* [TASK TO CARRY OUT] Render every one of the rows below as a numbered list, omitting blank lines.

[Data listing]

********************

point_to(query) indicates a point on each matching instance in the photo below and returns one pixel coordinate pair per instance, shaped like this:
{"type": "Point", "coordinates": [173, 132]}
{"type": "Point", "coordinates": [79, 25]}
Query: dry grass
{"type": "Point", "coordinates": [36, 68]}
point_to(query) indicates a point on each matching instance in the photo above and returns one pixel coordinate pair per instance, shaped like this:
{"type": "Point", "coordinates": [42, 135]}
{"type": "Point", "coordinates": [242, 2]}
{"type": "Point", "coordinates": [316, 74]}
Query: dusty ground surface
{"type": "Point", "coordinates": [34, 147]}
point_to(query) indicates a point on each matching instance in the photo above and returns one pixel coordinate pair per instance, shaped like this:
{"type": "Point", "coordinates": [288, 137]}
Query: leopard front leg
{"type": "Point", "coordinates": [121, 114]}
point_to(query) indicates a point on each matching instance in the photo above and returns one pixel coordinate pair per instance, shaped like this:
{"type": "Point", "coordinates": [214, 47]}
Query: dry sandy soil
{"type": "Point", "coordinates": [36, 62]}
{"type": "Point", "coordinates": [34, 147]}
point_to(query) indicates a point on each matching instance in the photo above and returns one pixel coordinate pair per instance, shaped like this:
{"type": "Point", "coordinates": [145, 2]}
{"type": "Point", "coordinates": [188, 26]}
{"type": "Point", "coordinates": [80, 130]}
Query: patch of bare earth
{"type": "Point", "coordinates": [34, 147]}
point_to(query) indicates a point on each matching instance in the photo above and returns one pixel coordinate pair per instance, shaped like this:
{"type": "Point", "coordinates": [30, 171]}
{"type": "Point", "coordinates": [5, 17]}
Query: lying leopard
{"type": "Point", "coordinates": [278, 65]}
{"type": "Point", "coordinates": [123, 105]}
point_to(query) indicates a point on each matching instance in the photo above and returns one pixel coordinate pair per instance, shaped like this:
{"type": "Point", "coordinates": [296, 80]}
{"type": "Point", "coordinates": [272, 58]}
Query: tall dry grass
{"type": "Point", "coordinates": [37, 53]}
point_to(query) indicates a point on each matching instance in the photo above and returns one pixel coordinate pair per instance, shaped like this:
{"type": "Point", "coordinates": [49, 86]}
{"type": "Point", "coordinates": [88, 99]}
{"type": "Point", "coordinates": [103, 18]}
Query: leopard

********************

* [WORKED ANSWER]
1. point_to(query) indicates a point on each matching instance in the photo below and returns one pixel coordinate pair per instance, shaped like this:
2. {"type": "Point", "coordinates": [173, 132]}
3. {"type": "Point", "coordinates": [79, 25]}
4. Query: dry grass
5. {"type": "Point", "coordinates": [36, 68]}
6. point_to(query) indicates a point on each matching instance in the photo above and returns one pixel coordinate pair per instance, shaped like this:
7. {"type": "Point", "coordinates": [42, 135]}
8. {"type": "Point", "coordinates": [242, 2]}
9. {"type": "Point", "coordinates": [316, 74]}
10. Query: dusty ground surface
11. {"type": "Point", "coordinates": [34, 147]}
12. point_to(query) indicates a point on each matching instance in the photo above and returns one pixel coordinate pair per instance, shaped like this:
13. {"type": "Point", "coordinates": [288, 137]}
14. Query: leopard front leg
15. {"type": "Point", "coordinates": [121, 114]}
16. point_to(query) indicates a point on each matching instance in the photo above and returns one pixel coordinate pair per instance, shaped like this:
17. {"type": "Point", "coordinates": [214, 47]}
18. Query: dry sandy soil
19. {"type": "Point", "coordinates": [36, 62]}
20. {"type": "Point", "coordinates": [34, 147]}
21. point_to(query) indicates a point on each matching instance in the photo above and returns one pixel coordinate pair per instance, shaped like this:
22. {"type": "Point", "coordinates": [145, 2]}
23. {"type": "Point", "coordinates": [188, 26]}
24. {"type": "Point", "coordinates": [80, 130]}
25. Query: patch of bare earth
26. {"type": "Point", "coordinates": [34, 147]}
27. point_to(query) indicates a point on each matching instance in the photo above and returns one pixel coordinate pair per instance, shaped like this:
28. {"type": "Point", "coordinates": [30, 171]}
29. {"type": "Point", "coordinates": [5, 17]}
30. Query: lying leopard
31. {"type": "Point", "coordinates": [278, 65]}
32. {"type": "Point", "coordinates": [123, 105]}
33. point_to(query) indicates a point on each matching instance in the photo above and returns one pixel coordinate pair per instance, shaped like this:
34. {"type": "Point", "coordinates": [296, 80]}
35. {"type": "Point", "coordinates": [272, 58]}
36. Query: tall dry grass
37. {"type": "Point", "coordinates": [37, 53]}
38. point_to(query) indicates a point on each matching instance in the photo above and returns one pixel coordinate pair per instance, shaped like this:
39. {"type": "Point", "coordinates": [49, 86]}
40. {"type": "Point", "coordinates": [88, 99]}
41. {"type": "Point", "coordinates": [103, 18]}
42. Query: leopard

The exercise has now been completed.